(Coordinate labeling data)
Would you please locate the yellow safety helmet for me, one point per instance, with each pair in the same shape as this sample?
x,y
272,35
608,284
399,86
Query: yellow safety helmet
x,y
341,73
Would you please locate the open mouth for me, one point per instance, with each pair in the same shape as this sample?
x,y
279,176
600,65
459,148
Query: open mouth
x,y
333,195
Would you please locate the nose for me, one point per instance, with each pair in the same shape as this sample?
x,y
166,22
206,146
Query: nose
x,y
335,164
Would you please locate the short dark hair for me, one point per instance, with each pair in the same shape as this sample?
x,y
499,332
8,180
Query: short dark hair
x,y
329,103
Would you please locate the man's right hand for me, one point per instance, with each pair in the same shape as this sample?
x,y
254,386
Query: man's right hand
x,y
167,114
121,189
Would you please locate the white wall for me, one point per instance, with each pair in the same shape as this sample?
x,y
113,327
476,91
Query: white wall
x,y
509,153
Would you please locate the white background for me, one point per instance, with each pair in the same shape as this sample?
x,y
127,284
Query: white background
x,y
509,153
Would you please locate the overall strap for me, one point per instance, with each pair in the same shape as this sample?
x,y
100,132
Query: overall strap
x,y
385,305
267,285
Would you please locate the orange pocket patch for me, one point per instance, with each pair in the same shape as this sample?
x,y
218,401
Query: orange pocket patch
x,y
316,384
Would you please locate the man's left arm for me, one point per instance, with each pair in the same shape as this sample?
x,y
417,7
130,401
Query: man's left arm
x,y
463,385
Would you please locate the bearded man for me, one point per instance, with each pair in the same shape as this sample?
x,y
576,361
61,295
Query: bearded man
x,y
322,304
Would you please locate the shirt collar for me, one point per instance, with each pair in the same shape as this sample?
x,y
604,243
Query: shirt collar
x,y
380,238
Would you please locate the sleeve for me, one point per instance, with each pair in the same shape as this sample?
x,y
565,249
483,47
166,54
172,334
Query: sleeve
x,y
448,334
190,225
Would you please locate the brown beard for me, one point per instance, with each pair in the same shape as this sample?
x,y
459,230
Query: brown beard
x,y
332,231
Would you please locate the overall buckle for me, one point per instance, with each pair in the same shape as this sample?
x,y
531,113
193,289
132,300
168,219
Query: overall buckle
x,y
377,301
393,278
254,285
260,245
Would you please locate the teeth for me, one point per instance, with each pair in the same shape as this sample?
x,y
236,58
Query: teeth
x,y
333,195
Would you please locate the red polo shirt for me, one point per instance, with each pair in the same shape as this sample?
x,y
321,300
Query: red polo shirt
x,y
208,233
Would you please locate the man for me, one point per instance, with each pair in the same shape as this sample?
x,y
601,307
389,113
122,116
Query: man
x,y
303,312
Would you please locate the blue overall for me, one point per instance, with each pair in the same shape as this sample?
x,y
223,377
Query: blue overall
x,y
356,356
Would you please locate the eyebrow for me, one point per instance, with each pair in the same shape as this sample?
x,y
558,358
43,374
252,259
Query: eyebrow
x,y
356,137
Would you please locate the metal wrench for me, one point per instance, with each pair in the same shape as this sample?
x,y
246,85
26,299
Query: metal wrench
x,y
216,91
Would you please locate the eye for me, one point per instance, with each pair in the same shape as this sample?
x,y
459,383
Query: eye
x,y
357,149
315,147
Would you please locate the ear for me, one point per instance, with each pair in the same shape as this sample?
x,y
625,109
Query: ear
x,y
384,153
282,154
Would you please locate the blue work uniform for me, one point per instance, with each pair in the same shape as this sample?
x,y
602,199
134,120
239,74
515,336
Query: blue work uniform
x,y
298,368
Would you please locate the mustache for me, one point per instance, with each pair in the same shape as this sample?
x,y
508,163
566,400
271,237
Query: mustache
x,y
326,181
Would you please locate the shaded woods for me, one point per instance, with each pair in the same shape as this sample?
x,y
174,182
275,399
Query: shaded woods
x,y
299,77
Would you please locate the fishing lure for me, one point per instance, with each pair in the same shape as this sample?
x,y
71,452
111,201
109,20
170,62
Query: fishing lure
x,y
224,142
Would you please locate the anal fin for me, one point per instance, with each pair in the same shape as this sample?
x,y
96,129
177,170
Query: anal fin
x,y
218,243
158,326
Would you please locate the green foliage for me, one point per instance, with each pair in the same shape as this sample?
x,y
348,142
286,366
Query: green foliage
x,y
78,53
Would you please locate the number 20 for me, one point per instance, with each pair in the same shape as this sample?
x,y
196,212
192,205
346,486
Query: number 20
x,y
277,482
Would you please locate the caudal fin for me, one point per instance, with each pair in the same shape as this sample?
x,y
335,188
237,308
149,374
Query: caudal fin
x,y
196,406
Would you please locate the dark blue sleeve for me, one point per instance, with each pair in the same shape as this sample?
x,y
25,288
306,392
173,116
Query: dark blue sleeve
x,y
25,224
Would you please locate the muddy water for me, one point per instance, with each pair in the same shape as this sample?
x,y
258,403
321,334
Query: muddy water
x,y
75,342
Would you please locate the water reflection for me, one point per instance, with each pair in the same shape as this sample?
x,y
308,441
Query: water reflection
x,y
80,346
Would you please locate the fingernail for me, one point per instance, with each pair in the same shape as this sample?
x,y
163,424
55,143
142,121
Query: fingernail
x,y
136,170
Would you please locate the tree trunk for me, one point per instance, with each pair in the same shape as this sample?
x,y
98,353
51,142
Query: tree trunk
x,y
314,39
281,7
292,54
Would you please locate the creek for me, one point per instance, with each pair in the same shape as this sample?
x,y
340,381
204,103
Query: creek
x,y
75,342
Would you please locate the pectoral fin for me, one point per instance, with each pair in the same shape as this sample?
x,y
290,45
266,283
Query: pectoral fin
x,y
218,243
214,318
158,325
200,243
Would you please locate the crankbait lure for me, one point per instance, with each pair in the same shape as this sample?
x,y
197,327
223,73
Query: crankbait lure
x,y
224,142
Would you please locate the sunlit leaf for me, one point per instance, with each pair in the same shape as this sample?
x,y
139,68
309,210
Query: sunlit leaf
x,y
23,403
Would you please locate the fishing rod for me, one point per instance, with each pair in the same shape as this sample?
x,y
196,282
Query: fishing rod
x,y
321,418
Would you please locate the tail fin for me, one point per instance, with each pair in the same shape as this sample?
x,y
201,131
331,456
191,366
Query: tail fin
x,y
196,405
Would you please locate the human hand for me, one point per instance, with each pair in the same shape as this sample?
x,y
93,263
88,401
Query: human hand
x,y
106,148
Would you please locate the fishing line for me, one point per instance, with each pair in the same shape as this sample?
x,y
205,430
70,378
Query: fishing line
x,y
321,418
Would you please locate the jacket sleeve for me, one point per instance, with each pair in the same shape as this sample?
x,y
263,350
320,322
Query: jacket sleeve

## YOUR INSTRUCTIONS
Repeat the line that contains "Would you please locate the creek", then every line after it until the records end, with nothing added.

## EXERCISE RESPONSE
Would you please locate the creek for me, one point per instance, with each pair in the same shape as this sample?
x,y
340,381
204,103
Query: creek
x,y
75,342
Would you please locate the pectoral fin for me, one point per instance, with each pair in the same shape as this sample?
x,y
290,45
266,283
Query: pectoral fin
x,y
218,243
214,318
158,325
200,243
Would you please locate the crankbait lure for me, one point per instance, with each pair in the same shape as this sample?
x,y
197,327
223,73
Query: crankbait lure
x,y
224,142
Would you please locate the sunlit leaf for me, one point per instance, with each pair in the same shape as this sample?
x,y
139,68
309,210
Query: sunlit leaf
x,y
23,403
Would you please locate the fishing rod for me, one point per instance, with each pair in the same shape as this sample?
x,y
196,282
Query: fishing rod
x,y
321,418
Would you please locate the tail fin for me, one point per instance, with each pair in the same shape as this sample?
x,y
201,131
331,456
191,366
Query: tail fin
x,y
196,405
Would you please locate the human hand for me, one point per instance, with each pair in the same shape as this sample?
x,y
93,263
88,401
Query: human hand
x,y
106,148
Would you please locate the fishing line for me, one point per instance, with each pair in the same shape as this sample?
x,y
205,430
70,378
Query: fishing line
x,y
321,418
Would you please locate the jacket sleeve for me, one point per instance, with each pair in the same shape as this sample?
x,y
263,350
320,322
Query: jacket sleeve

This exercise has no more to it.